§ **DOCUMENT EXTRACT**:
[Start of Attachment]

About Gustavo Woltmann

Honduras is a fantastically beautiful country, but it is extremely fragile as well. I’m not talking about the government, though political uprisings aren’t uncommon here. What is so delicate is our ecosystem, most especially the forests that cover the landscape. We seem to think that destroying the forest will only have negative affects to the earth, but what I am seeing is how it is connected to the Honduran people, especially the children.

My profession is a school teacher in a private institution. I am lucky to have a job such as this in Honduras. I have heard about the cuts and protests that the public school teachers have gone through. I am very grateful for the position I have and thank God every day for it.

I teach biology and earth sciences to older children, most of them being around twelve to thirteen. I love my students, but I have noticed with the passing years that fewer and fewer of them are in my class.

The poverty in Honduras is deplorable. Some of the worst in the world. I see it coming from one thing though, the reason for all our problems, the deforestation. Because we depleted the landscape of the trees, our earth floods and droughts more easily. We saw the deadly effects of this with Hurricane Mitch. Over 14,000 people died during the storm, and in my opinion much of that had to do with the instability of our ground. It’s such a shame and I try to teach the young people about the importance of the trees. However fewer and fewer of their families are able to afford to send their older children to school and would rather keep them and home so they may find work to support their families.

[End of Attachment]

§ **Referring expression pointing data**:
[Start of Attachment]

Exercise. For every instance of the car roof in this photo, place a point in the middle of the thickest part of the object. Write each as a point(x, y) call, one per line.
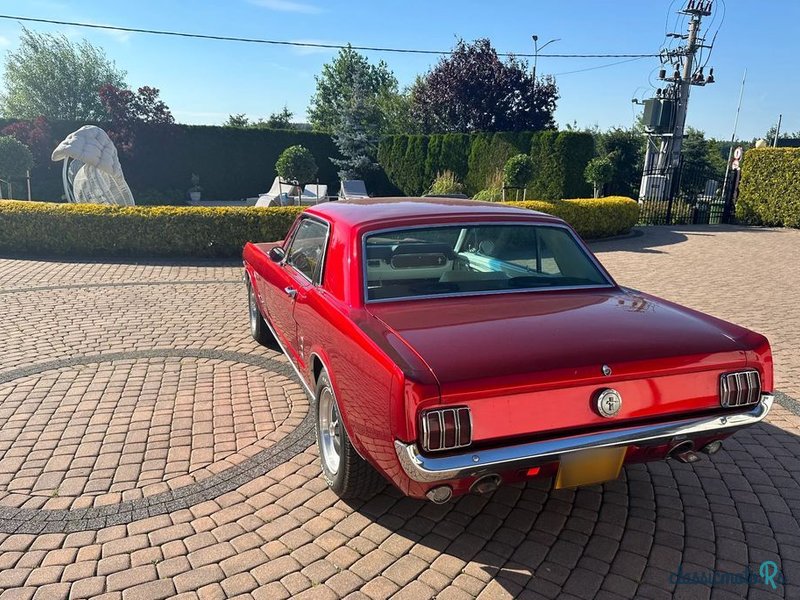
point(378, 210)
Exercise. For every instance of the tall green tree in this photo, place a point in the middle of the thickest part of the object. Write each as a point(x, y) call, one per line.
point(473, 90)
point(353, 142)
point(337, 83)
point(701, 154)
point(50, 76)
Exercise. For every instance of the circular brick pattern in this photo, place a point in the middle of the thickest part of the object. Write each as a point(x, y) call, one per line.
point(123, 426)
point(268, 527)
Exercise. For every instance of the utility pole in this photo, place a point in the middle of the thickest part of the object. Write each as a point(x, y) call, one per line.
point(665, 115)
point(777, 132)
point(685, 85)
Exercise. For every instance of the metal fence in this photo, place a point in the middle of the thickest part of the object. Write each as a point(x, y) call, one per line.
point(683, 196)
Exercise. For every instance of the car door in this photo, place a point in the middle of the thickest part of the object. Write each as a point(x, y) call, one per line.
point(299, 272)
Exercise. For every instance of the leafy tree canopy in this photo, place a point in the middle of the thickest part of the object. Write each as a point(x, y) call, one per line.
point(473, 90)
point(50, 76)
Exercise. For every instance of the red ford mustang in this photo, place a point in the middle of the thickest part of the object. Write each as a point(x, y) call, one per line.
point(452, 345)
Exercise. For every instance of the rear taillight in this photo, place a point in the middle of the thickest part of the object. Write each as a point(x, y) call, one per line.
point(740, 388)
point(446, 428)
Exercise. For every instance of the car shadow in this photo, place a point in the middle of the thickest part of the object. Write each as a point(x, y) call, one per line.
point(648, 239)
point(628, 538)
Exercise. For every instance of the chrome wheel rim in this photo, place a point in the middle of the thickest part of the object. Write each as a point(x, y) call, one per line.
point(253, 311)
point(330, 430)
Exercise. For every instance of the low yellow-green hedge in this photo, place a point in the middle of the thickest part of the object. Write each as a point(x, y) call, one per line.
point(39, 228)
point(30, 228)
point(769, 193)
point(591, 217)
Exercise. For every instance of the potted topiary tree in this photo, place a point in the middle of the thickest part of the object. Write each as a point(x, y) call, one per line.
point(599, 172)
point(195, 192)
point(297, 166)
point(15, 161)
point(516, 174)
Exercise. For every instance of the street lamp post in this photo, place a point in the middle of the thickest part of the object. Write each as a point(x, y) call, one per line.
point(536, 49)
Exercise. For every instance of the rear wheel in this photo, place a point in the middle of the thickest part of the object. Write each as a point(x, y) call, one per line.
point(347, 474)
point(258, 327)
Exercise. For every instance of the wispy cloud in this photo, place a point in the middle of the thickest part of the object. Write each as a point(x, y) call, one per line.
point(288, 6)
point(122, 37)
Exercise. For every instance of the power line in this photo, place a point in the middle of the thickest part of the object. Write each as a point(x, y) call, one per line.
point(605, 66)
point(224, 38)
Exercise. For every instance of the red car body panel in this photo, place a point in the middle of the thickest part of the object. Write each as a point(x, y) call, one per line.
point(525, 363)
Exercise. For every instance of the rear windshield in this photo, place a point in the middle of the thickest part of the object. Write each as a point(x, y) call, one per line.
point(478, 258)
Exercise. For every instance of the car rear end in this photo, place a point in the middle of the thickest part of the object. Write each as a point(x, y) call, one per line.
point(570, 376)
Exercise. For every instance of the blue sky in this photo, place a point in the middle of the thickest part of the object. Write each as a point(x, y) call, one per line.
point(205, 81)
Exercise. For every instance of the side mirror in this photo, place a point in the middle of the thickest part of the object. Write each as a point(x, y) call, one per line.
point(277, 254)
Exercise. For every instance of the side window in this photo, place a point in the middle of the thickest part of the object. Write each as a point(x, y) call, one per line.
point(307, 248)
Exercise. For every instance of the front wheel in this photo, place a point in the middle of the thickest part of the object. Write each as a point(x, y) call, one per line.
point(346, 473)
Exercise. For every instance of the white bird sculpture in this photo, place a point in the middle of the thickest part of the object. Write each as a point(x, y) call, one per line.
point(92, 173)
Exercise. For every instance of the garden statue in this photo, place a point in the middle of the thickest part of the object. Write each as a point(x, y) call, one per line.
point(92, 173)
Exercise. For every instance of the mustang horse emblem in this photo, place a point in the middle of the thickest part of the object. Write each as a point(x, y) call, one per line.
point(609, 402)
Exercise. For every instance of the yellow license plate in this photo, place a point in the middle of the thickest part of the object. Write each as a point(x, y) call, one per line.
point(587, 467)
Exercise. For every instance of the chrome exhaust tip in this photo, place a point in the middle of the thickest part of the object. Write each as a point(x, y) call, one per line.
point(684, 452)
point(712, 447)
point(486, 484)
point(440, 495)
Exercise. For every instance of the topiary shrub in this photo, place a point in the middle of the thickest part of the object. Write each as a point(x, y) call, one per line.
point(297, 165)
point(446, 183)
point(599, 172)
point(517, 171)
point(769, 191)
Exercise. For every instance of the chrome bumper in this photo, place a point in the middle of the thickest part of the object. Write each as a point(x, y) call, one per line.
point(427, 469)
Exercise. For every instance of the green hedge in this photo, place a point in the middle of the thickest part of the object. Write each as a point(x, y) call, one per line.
point(769, 191)
point(41, 228)
point(48, 229)
point(232, 163)
point(411, 162)
point(592, 218)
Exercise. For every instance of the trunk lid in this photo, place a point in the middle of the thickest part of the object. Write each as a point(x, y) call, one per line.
point(539, 356)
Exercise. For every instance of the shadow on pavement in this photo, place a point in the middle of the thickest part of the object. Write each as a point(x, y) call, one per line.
point(628, 538)
point(647, 239)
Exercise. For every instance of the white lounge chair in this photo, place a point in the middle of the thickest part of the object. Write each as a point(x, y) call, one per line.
point(314, 193)
point(278, 194)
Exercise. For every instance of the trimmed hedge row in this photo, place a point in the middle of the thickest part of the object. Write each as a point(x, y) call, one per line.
point(39, 228)
point(769, 192)
point(43, 228)
point(411, 162)
point(232, 163)
point(592, 218)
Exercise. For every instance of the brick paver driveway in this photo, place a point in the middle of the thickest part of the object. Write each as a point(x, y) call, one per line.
point(150, 449)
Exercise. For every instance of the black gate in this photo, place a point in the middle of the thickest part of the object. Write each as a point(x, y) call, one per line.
point(685, 196)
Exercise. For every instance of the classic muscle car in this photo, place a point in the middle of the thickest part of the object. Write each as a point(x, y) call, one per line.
point(451, 345)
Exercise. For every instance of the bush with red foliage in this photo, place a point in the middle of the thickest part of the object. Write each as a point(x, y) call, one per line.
point(129, 110)
point(35, 134)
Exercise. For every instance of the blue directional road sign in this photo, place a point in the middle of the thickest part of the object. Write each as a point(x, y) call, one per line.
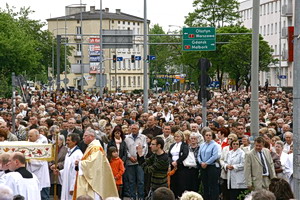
point(282, 76)
point(119, 58)
point(138, 58)
point(152, 58)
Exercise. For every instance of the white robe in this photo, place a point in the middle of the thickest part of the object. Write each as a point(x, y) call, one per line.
point(68, 174)
point(41, 170)
point(27, 187)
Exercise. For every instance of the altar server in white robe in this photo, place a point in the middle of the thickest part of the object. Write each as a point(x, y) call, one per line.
point(21, 181)
point(39, 168)
point(68, 174)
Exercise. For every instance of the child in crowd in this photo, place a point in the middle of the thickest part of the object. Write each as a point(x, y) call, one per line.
point(117, 167)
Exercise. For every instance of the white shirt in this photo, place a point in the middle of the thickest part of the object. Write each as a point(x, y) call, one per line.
point(175, 151)
point(68, 174)
point(27, 187)
point(265, 162)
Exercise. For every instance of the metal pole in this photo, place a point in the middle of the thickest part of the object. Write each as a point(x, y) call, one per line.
point(296, 102)
point(204, 112)
point(101, 53)
point(81, 57)
point(280, 52)
point(254, 69)
point(58, 37)
point(145, 58)
point(65, 54)
point(14, 104)
point(53, 74)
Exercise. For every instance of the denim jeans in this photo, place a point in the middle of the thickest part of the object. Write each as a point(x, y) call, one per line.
point(135, 175)
point(45, 193)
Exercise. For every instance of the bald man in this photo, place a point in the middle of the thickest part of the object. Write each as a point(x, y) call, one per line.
point(20, 180)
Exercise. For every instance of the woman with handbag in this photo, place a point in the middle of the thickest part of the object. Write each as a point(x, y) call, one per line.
point(209, 168)
point(177, 154)
point(234, 165)
point(192, 163)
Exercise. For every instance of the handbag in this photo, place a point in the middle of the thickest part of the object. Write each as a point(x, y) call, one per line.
point(190, 161)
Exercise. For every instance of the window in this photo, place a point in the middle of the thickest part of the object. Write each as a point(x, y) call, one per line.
point(119, 65)
point(113, 81)
point(78, 30)
point(271, 7)
point(129, 81)
point(260, 30)
point(260, 10)
point(124, 64)
point(113, 65)
point(139, 81)
point(124, 81)
point(271, 29)
point(78, 47)
point(129, 63)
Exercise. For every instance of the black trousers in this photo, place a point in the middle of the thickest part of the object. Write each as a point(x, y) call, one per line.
point(209, 177)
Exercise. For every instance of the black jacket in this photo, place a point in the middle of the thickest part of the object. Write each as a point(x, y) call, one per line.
point(122, 150)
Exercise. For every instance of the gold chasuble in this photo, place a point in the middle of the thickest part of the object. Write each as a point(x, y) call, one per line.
point(96, 176)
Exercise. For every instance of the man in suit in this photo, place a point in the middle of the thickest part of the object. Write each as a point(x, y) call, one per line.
point(71, 129)
point(259, 167)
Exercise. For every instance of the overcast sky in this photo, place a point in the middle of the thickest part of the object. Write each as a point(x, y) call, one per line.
point(163, 12)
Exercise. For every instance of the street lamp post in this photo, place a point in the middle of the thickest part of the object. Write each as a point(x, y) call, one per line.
point(53, 70)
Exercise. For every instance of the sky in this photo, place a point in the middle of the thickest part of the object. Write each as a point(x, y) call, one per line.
point(162, 12)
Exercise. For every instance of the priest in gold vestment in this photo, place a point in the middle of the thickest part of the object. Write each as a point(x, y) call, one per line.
point(94, 176)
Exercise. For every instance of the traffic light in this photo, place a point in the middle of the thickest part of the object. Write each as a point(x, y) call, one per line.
point(132, 58)
point(204, 79)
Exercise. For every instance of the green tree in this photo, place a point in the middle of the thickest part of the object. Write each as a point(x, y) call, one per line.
point(215, 13)
point(25, 48)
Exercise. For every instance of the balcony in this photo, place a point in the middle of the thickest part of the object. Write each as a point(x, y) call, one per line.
point(287, 10)
point(284, 33)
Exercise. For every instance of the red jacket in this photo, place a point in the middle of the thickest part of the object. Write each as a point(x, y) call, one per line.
point(118, 169)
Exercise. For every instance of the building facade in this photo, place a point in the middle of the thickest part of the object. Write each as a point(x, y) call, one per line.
point(82, 30)
point(276, 27)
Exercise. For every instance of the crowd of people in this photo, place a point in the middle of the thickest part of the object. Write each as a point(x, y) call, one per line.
point(109, 146)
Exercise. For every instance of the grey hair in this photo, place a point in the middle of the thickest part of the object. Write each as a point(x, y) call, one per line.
point(62, 138)
point(197, 135)
point(53, 128)
point(6, 193)
point(280, 143)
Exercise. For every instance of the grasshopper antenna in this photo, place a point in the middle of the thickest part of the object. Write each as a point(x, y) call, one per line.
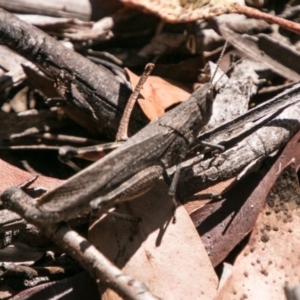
point(218, 63)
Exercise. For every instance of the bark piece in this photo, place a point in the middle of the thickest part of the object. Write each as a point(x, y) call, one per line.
point(223, 224)
point(173, 259)
point(270, 260)
point(94, 98)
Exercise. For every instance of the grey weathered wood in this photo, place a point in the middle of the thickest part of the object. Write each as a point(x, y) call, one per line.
point(94, 97)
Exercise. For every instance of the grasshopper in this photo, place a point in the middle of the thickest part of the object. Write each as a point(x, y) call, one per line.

[End of Attachment]

§ **BRIEF A**: In the essay on deforestation in Honduras, what subjects does the writer teach?
§ **BRIEF B**: Continue the essay on deforestation in Honduras from the point where it ends.

§ **EXERCISE ANSWER A**: The writer teaches biology and earth sciences.

§ **EXERCISE ANSWER B**:
One of the reasons our poverty and deforestation are so linked is because they function in a vicious cycle. Desperate people will go out and illegal lumberjack, cutting whatever trees they choose. A 2005 report said that upwards of 85% of all timber harvesting in Honduras was illegal, and this wood is shipped out all over the world.
The peasants not are gaining profits from only the illegal wood but can they can then turn the cleared land into farm to grow bananas or coffee. The government cannot and does not regulate this illegal activity and therefor, it continues on.

Since my focus is in biology, and I try to get my students out into the forests as much as possible.  This is for many reasons. I feel if I am able to show them the beauty of the forest, they will be as concerned as I am about deforestation and try to do something about it. I also focus on teaching them about different ecosystems within the forests and jungles, how everything is connected.

Honduras is a very poor country, despite many of our great natural resources. I think one reason for that is because our goods are harvested in unsustainable ways and we must work much harder to get very little. It is because of this we are unable to have a competitive pieces are our economy suffers.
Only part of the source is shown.